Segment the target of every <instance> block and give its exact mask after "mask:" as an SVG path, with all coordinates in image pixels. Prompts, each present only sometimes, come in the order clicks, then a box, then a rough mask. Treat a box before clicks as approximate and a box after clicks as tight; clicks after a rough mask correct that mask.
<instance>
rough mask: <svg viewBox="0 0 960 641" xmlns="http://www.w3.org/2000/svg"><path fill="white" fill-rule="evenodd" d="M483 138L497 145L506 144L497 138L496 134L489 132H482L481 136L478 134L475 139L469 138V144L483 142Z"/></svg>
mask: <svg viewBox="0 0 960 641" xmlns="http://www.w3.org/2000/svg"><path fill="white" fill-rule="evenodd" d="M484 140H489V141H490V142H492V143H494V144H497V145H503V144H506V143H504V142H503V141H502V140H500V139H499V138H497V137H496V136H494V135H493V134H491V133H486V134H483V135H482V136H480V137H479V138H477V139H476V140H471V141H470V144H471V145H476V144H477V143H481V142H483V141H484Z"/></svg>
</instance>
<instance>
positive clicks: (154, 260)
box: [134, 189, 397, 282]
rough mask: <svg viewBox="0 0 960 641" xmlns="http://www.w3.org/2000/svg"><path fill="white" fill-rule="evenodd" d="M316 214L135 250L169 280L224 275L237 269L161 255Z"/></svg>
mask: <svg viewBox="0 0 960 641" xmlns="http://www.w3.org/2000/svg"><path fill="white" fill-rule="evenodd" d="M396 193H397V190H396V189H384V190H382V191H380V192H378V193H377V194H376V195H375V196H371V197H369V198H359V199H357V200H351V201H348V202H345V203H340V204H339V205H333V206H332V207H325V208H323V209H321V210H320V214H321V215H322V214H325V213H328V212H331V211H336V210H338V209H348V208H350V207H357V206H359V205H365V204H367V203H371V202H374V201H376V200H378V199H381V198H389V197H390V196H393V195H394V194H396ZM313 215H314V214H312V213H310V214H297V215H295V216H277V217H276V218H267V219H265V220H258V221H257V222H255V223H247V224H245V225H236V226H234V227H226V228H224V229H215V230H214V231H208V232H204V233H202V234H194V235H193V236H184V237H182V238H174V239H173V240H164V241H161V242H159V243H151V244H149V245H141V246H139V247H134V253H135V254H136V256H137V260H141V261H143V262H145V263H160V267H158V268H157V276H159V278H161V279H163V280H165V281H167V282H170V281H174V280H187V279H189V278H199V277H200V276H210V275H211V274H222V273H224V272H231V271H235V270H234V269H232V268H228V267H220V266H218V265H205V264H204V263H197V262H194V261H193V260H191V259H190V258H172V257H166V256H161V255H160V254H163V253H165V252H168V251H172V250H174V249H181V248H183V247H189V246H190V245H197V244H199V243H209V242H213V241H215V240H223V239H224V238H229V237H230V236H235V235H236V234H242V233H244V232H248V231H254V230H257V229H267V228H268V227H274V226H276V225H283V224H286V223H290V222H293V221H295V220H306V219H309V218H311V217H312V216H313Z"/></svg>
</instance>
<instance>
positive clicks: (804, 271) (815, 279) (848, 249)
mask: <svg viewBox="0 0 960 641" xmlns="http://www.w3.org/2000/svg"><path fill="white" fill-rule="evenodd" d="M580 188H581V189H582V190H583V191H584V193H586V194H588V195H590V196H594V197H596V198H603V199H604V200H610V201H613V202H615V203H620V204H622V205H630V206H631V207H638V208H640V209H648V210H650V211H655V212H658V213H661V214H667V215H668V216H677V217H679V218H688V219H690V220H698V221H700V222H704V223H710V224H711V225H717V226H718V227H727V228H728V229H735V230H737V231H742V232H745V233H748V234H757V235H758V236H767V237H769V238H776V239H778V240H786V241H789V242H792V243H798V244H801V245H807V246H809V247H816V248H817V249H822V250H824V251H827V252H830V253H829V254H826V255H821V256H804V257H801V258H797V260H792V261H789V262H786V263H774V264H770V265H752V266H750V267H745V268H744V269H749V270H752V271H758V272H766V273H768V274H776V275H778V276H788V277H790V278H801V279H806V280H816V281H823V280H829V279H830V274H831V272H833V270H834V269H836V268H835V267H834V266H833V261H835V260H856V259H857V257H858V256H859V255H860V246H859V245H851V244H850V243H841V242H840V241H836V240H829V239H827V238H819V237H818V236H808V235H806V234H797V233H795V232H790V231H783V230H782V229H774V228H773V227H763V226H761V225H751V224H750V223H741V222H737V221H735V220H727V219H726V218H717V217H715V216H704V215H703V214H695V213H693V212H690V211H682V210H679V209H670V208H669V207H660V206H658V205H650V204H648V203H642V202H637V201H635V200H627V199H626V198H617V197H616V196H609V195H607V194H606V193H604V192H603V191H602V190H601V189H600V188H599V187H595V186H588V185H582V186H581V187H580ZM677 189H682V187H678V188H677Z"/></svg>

_ _ _

ABOUT THIS TASK: How many lines of the data above contain the string "clicks"? Give only the number.

ANSWER TO THE EXERCISE: 3